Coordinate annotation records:
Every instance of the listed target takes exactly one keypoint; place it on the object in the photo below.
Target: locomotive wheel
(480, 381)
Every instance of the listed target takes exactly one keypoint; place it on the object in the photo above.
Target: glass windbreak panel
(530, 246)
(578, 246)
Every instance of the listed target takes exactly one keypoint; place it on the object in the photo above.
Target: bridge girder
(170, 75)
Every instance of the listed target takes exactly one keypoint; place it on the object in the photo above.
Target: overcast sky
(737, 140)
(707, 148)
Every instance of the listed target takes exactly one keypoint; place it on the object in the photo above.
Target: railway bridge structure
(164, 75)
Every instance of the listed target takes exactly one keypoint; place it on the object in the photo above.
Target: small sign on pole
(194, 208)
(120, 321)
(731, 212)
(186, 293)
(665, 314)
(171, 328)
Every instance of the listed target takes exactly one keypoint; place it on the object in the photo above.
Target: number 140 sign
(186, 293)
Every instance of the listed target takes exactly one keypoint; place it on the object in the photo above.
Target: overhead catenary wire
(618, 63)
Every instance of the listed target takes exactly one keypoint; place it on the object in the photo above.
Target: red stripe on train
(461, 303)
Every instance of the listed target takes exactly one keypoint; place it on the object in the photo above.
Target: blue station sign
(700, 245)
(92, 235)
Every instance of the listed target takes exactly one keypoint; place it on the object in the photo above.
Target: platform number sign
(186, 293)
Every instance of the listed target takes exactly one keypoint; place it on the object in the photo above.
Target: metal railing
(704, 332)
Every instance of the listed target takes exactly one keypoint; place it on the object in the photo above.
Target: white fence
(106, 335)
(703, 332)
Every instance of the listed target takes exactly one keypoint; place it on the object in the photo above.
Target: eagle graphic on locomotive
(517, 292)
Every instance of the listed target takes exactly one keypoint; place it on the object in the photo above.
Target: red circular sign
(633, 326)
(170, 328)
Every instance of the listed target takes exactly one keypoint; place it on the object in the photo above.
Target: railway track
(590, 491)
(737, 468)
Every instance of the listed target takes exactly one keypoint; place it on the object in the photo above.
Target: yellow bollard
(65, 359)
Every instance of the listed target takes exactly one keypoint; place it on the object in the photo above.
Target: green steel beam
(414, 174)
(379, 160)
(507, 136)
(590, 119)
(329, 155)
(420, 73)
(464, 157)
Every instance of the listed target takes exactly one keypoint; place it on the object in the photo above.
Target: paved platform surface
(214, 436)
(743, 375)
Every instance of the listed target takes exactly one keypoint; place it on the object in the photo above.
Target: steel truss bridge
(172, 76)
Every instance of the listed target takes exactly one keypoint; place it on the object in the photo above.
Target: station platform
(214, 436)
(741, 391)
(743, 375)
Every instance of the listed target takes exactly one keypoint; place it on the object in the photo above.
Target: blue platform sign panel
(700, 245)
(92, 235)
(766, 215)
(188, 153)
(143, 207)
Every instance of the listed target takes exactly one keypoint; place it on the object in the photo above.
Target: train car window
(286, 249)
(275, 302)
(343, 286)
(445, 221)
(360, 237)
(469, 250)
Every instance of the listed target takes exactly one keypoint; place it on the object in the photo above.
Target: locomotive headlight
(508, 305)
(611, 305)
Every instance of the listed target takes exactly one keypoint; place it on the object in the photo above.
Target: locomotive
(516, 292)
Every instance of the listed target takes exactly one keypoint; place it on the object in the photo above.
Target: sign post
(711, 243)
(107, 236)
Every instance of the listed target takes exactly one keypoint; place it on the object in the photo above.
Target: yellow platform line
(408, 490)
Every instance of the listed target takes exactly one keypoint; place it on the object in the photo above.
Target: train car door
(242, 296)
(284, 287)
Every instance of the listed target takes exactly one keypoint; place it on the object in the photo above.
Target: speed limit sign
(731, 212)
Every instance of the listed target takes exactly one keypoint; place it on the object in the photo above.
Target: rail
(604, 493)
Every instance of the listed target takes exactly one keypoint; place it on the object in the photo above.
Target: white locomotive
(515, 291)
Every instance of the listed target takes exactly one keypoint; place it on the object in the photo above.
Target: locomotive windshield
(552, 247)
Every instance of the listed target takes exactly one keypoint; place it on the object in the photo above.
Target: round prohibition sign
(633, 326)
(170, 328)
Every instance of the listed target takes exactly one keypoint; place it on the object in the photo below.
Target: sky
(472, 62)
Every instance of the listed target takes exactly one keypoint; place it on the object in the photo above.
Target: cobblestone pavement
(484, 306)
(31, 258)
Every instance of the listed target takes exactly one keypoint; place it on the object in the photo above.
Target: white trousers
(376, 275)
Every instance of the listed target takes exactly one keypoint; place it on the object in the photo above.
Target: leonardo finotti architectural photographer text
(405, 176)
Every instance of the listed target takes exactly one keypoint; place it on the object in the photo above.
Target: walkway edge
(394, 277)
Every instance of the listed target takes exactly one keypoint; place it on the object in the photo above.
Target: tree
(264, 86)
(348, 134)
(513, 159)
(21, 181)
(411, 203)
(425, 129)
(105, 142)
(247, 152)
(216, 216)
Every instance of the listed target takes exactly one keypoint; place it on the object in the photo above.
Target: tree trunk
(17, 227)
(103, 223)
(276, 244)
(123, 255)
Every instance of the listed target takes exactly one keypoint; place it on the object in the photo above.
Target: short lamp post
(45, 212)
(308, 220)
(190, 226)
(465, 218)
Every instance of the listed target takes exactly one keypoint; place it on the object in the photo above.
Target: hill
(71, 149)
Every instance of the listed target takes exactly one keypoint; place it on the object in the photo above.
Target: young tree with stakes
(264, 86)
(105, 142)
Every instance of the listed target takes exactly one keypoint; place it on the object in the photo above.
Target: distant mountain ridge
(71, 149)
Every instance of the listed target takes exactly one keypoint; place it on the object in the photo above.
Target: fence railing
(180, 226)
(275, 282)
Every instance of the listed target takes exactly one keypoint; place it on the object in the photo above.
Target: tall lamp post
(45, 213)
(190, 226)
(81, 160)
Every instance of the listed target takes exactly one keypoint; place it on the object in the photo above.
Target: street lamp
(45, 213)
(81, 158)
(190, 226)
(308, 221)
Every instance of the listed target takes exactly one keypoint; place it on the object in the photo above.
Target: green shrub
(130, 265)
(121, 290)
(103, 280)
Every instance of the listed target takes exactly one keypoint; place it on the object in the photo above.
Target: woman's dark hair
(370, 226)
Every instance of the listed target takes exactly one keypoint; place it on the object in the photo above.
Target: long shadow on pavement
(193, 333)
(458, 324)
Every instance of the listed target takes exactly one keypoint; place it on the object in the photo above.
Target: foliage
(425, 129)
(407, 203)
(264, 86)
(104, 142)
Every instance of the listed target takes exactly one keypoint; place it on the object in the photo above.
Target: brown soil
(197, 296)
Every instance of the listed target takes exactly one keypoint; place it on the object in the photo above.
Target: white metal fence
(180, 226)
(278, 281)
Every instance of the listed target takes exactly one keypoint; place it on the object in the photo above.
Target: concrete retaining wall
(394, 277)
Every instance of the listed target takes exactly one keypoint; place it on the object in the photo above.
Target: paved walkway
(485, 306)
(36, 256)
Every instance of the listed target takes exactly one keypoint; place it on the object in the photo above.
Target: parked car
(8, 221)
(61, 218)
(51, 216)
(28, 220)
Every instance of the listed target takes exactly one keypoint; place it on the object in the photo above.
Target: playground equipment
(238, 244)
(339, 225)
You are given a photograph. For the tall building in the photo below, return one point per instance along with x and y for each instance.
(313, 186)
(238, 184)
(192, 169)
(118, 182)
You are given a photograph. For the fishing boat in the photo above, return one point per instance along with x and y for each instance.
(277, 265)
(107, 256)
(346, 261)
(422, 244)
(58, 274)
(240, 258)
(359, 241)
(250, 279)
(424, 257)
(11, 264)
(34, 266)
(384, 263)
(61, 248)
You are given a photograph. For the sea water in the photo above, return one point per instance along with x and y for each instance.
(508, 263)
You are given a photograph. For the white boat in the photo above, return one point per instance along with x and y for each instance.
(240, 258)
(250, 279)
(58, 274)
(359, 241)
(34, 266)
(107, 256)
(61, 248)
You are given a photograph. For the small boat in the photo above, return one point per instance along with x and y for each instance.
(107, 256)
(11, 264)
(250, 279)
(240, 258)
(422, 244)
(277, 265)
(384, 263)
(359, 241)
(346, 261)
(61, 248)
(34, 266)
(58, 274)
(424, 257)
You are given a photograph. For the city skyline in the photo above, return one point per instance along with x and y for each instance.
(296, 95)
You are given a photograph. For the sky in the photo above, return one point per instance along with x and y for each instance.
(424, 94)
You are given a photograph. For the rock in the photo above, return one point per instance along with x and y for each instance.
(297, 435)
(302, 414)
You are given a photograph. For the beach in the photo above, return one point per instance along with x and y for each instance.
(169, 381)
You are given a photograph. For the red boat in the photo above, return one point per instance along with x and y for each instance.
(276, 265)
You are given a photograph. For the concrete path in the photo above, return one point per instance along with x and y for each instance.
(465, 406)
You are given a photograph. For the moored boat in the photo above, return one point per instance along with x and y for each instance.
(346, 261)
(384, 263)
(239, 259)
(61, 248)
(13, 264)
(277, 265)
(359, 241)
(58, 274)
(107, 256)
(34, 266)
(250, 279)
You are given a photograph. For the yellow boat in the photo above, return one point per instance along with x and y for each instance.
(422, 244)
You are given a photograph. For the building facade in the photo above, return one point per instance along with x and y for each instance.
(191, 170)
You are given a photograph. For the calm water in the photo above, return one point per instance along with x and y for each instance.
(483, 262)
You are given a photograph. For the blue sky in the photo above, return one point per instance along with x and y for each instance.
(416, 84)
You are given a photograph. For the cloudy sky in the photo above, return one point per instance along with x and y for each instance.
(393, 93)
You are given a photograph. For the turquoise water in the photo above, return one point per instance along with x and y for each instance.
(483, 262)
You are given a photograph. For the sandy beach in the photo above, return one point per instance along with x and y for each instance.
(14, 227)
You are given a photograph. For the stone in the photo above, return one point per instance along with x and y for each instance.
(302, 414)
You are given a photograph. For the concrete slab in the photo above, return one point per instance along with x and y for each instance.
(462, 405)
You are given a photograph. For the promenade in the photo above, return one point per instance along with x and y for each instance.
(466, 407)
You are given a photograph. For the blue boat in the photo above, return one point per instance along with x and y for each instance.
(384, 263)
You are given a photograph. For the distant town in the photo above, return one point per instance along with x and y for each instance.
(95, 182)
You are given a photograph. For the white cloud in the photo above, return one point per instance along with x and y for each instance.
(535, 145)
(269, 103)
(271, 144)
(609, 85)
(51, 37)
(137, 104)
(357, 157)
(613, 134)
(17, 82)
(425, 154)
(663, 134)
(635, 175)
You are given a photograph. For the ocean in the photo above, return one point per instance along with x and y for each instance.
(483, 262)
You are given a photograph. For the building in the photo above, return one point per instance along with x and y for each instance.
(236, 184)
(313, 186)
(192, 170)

Work to do: Write out once more the lines above beginning at the line with "You are given a photograph. For the promenade"; continue through the final line and stop there.

Result:
You are given a photograph. For the promenade in the photo above, return one point per instance along with x and y for each instance.
(466, 407)
You are given a photograph. For the blue boat in the photo above, return one point per instance along with x and y for each instance.
(384, 263)
You are given a photograph. For the distant town in the photo above, return one point per instance along with x and y for each instance.
(95, 182)
You are given a photograph. For the white cloud in the photo above, return one point per instance along with x and y for each instance.
(535, 145)
(269, 103)
(271, 144)
(609, 85)
(51, 37)
(137, 104)
(357, 157)
(613, 134)
(17, 82)
(425, 154)
(663, 134)
(635, 175)
You are given a photograph. For the ocean in the photo above, return one point per instance along with x and y for each instance.
(483, 262)
You are given a photograph. For the building in the photo above, return one point per instance along with x and y for each instance.
(236, 184)
(313, 186)
(192, 170)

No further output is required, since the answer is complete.